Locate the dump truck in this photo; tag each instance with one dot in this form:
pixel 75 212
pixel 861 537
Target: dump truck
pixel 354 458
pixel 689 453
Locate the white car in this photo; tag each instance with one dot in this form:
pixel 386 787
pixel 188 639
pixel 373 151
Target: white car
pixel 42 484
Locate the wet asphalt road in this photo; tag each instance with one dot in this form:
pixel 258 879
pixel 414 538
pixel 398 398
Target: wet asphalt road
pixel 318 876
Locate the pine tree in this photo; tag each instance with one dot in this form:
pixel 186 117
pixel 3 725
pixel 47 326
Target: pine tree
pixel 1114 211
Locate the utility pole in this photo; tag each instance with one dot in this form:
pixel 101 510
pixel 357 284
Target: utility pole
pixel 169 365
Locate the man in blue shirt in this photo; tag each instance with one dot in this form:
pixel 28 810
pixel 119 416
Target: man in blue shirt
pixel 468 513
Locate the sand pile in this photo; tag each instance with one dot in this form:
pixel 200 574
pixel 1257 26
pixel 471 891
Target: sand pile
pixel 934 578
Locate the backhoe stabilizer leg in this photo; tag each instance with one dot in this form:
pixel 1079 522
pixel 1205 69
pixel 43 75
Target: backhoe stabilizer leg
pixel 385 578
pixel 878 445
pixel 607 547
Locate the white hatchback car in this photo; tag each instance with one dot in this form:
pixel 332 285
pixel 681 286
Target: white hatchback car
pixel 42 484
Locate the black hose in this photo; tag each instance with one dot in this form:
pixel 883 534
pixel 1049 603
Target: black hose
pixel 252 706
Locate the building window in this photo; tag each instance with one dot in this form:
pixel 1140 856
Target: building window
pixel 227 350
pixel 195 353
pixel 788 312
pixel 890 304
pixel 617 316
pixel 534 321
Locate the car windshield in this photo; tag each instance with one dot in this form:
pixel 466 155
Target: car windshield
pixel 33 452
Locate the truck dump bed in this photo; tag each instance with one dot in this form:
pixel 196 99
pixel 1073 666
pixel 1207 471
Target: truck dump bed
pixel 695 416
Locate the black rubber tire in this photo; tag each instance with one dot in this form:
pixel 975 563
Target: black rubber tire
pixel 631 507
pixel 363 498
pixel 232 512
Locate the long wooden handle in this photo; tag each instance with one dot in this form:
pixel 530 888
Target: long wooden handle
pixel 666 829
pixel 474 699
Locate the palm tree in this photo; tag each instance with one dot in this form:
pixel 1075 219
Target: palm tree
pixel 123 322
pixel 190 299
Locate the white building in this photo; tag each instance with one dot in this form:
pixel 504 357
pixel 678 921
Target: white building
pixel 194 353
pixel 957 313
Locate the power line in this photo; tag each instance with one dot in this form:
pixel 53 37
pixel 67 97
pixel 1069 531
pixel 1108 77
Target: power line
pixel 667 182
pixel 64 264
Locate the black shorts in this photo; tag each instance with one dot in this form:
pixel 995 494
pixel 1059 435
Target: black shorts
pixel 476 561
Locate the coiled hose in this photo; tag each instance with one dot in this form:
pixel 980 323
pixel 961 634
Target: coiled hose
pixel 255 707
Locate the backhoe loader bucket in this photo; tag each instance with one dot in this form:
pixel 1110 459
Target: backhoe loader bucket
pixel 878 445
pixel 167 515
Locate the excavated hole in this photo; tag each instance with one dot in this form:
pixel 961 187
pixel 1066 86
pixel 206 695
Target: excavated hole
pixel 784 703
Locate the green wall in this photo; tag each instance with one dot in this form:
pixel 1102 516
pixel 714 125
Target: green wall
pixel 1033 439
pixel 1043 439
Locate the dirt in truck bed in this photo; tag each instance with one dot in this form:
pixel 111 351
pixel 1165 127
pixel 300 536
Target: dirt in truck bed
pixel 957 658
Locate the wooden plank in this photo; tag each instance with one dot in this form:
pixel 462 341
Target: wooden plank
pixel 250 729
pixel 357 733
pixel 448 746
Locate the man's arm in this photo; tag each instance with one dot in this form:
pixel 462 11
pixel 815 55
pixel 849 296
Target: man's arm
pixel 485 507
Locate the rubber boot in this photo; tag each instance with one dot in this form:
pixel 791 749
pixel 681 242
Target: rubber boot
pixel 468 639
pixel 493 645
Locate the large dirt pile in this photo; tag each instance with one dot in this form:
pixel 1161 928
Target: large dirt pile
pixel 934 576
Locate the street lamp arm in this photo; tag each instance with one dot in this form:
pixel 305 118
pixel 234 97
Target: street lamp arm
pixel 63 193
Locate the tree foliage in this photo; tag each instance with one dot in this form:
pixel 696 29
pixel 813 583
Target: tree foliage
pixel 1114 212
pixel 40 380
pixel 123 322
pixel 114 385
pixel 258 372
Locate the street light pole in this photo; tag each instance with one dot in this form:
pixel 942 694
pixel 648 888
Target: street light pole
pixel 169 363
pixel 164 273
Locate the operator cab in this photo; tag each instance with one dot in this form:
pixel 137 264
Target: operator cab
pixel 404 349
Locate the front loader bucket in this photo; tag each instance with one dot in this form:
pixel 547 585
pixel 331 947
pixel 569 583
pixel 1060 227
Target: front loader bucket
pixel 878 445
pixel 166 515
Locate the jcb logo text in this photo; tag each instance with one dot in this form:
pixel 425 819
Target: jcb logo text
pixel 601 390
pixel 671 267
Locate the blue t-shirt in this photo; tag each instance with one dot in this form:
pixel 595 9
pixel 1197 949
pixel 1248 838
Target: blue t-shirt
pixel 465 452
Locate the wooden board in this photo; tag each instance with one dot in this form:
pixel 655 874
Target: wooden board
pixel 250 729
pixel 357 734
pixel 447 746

-=-=-=-=-

▸ GIVEN PROBLEM
Put each line of the records above into a Markdown table with two columns, Row and Line. Number the rows in order and leave out any blank lines.

▸ SOLUTION TO THIS TASK
| Row | Line |
|---|---|
| 1 | Locate the dump truck in this photo; tag each instance with one dot in this form: |
| 2 | pixel 75 212 |
| 3 | pixel 861 537 |
| 4 | Target: dump truck |
| 5 | pixel 354 458 |
| 6 | pixel 689 453 |
| 7 | Locate the white car in this photo; tag each instance with one dot in this form: |
| 8 | pixel 386 787 |
| 9 | pixel 188 639 |
| 10 | pixel 373 151 |
| 11 | Target: white car |
| 12 | pixel 42 484 |
| 13 | Locate the wet asphalt road in this photo; tag each instance with one dot in this form: |
| 14 | pixel 258 879 |
| 15 | pixel 414 538 |
| 16 | pixel 398 398 |
| 17 | Target: wet asphalt road |
| 18 | pixel 318 876 |
| 19 | Locate the pine tree in this photo; tag each instance with one dot in this form: |
| 20 | pixel 186 117 |
| 21 | pixel 3 725 |
| 22 | pixel 47 326 |
| 23 | Target: pine tree |
| 24 | pixel 1114 211 |
| 25 | Locate the utility pole in this photo; tag each instance with one dot in this form: |
| 26 | pixel 101 510 |
| 27 | pixel 357 284 |
| 28 | Target: utility pole |
| 29 | pixel 169 365 |
| 30 | Locate the man in blue shirt in this photo; tag each instance with one dot in this form: |
| 31 | pixel 28 810 |
| 32 | pixel 119 416 |
| 33 | Target: man in blue shirt |
| 34 | pixel 468 513 |
| 35 | Locate the sand pile in this photo; tag each instance with one dot in this form: |
| 36 | pixel 200 574 |
| 37 | pixel 1257 26 |
| 38 | pixel 471 891 |
| 39 | Target: sand pile |
| 40 | pixel 934 578 |
| 41 | Locate the backhoe stabilizer leg in this photo; tag each instance with one dot in this form: |
| 42 | pixel 1079 522 |
| 43 | pixel 1205 69 |
| 44 | pixel 43 75 |
| 45 | Target: backhoe stabilizer leg |
| 46 | pixel 385 578 |
| 47 | pixel 878 445 |
| 48 | pixel 607 547 |
| 49 | Locate the white hatchback car in this photo; tag each instance with one dot in this form: |
| 50 | pixel 332 285 |
| 51 | pixel 681 286 |
| 52 | Target: white hatchback car |
| 53 | pixel 42 484 |
| 54 | Locate the black hose in this photo; tag each instance with one dot in this form: |
| 55 | pixel 883 534 |
| 56 | pixel 1049 603 |
| 57 | Target: black hose |
| 58 | pixel 252 706 |
| 59 | Locate the building window in this photo; tag each instance with one dot in this form: |
| 60 | pixel 1140 856 |
| 61 | Target: building window |
| 62 | pixel 227 350 |
| 63 | pixel 195 353 |
| 64 | pixel 788 312 |
| 65 | pixel 890 304 |
| 66 | pixel 617 316 |
| 67 | pixel 534 321 |
| 68 | Locate the car windshield in this photo; tag each instance with one dot in this form: |
| 69 | pixel 466 155 |
| 70 | Target: car windshield |
| 71 | pixel 33 452 |
| 72 | Locate the truck dump bed in this photo; tag each instance with one dot in this form: |
| 73 | pixel 196 99 |
| 74 | pixel 1073 666 |
| 75 | pixel 1207 471 |
| 76 | Target: truck dump bed |
| 77 | pixel 695 416 |
| 78 | Locate the black rubber tire in this photo; tag each instance with one dot in this form: |
| 79 | pixel 975 563 |
| 80 | Target: black rubber tire |
| 81 | pixel 631 507 |
| 82 | pixel 363 498 |
| 83 | pixel 232 512 |
| 84 | Locate the long wooden handle in this photo; tag each instance with one dot in this form: |
| 85 | pixel 530 888 |
| 86 | Target: long wooden handle |
| 87 | pixel 666 829 |
| 88 | pixel 474 699 |
| 89 | Locate the palm tree in this photo; tag each instance with one dot in this form: |
| 90 | pixel 1075 219 |
| 91 | Target: palm tree |
| 92 | pixel 123 322 |
| 93 | pixel 190 299 |
| 94 | Locate the white building in this photo; tag each instance with one dot in this form: |
| 95 | pixel 504 357 |
| 96 | pixel 678 921 |
| 97 | Target: white building |
| 98 | pixel 194 353 |
| 99 | pixel 957 313 |
| 100 | Locate the power line in this photo; tag each instance with one dot in this form: |
| 101 | pixel 53 37 |
| 102 | pixel 67 97 |
| 103 | pixel 1069 531 |
| 104 | pixel 1108 77 |
| 105 | Target: power line |
| 106 | pixel 667 182 |
| 107 | pixel 64 264 |
| 108 | Locate the black shorts in this photo; tag each instance with one dot in this form: |
| 109 | pixel 995 494 |
| 110 | pixel 1059 435 |
| 111 | Target: black shorts |
| 112 | pixel 476 561 |
| 113 | Locate the coiled hose in this photo; tag each instance with one dot in this form: |
| 114 | pixel 980 323 |
| 115 | pixel 961 634 |
| 116 | Target: coiled hose |
| 117 | pixel 255 707 |
| 118 | Locate the backhoe loader bucket in this photo; tag each instance with one dot in this form: |
| 119 | pixel 1110 459 |
| 120 | Target: backhoe loader bucket |
| 121 | pixel 878 445 |
| 122 | pixel 167 515 |
| 123 | Locate the excavated hole in this photo; tag each instance with one dot in this form: |
| 124 | pixel 961 187 |
| 125 | pixel 1066 86 |
| 126 | pixel 206 695 |
| 127 | Target: excavated hole |
| 128 | pixel 784 703 |
| 129 | Locate the green wall in this photo; tag each instance with one dot in this form: |
| 130 | pixel 1102 516 |
| 131 | pixel 714 125 |
| 132 | Target: green wall |
| 133 | pixel 1033 439 |
| 134 | pixel 1043 439 |
| 135 | Locate the dirt in truck bed in this photo; tag each instance with one dot in this form: |
| 136 | pixel 111 351 |
| 137 | pixel 1165 127 |
| 138 | pixel 300 536 |
| 139 | Target: dirt in truck bed |
| 140 | pixel 957 658 |
| 141 | Locate the wooden plank in this photo; tag each instance with one dot in this form: |
| 142 | pixel 462 341 |
| 143 | Target: wooden plank |
| 144 | pixel 250 729 |
| 145 | pixel 357 733 |
| 146 | pixel 448 746 |
| 147 | Locate the man's arm in this photo; tag each instance with one dot in this form: |
| 148 | pixel 462 11 |
| 149 | pixel 815 55 |
| 150 | pixel 849 296 |
| 151 | Target: man's arm |
| 152 | pixel 485 507 |
| 153 | Locate the rubber boot in this photo; tag each instance with one dot in this form: |
| 154 | pixel 791 749 |
| 155 | pixel 681 242 |
| 156 | Target: rubber boot |
| 157 | pixel 468 639 |
| 158 | pixel 493 645 |
| 159 | Locate the large dirt pile in this photo; tag each instance with one dot in this form: |
| 160 | pixel 1161 928 |
| 161 | Target: large dirt pile |
| 162 | pixel 934 576 |
| 163 | Locate the street lamp arm in this photo; tag each instance with one dot in this form: |
| 164 | pixel 305 118 |
| 165 | pixel 234 97 |
| 166 | Target: street lamp arm |
| 167 | pixel 63 193 |
| 168 | Locate the tree foliage in this photo; tag each instance with one dot in this form: |
| 169 | pixel 696 29 |
| 170 | pixel 813 583 |
| 171 | Target: tree foliage |
| 172 | pixel 1114 212 |
| 173 | pixel 40 380 |
| 174 | pixel 123 322 |
| 175 | pixel 114 385 |
| 176 | pixel 258 372 |
| 177 | Locate the street light pole in this photo; tag each instance with one dot in this form: |
| 178 | pixel 942 694 |
| 179 | pixel 648 888 |
| 180 | Target: street light pole |
| 181 | pixel 169 363 |
| 182 | pixel 164 273 |
| 183 | Locate the operator cab in this photo; tag each instance with one dot in this form: |
| 184 | pixel 137 264 |
| 185 | Target: operator cab |
| 186 | pixel 404 349 |
| 187 | Locate the front loader bucket in this photo; tag each instance with one dot in this form: |
| 188 | pixel 547 585 |
| 189 | pixel 331 947 |
| 190 | pixel 569 583 |
| 191 | pixel 1060 227 |
| 192 | Target: front loader bucket |
| 193 | pixel 878 445 |
| 194 | pixel 166 515 |
| 195 | Locate the jcb logo text in this photo; tag each instance with one dot in this form: |
| 196 | pixel 425 819 |
| 197 | Target: jcb logo text |
| 198 | pixel 601 390 |
| 199 | pixel 671 267 |
| 200 | Locate the blue t-shirt in this photo; tag each instance with one dot in this form: |
| 201 | pixel 595 9 |
| 202 | pixel 1197 949 |
| 203 | pixel 1248 838 |
| 204 | Target: blue t-shirt |
| 205 | pixel 465 452 |
| 206 | Locate the wooden board in this photo; tag each instance with one dot in this form: |
| 207 | pixel 655 874 |
| 208 | Target: wooden board |
| 209 | pixel 250 729 |
| 210 | pixel 357 734 |
| 211 | pixel 447 746 |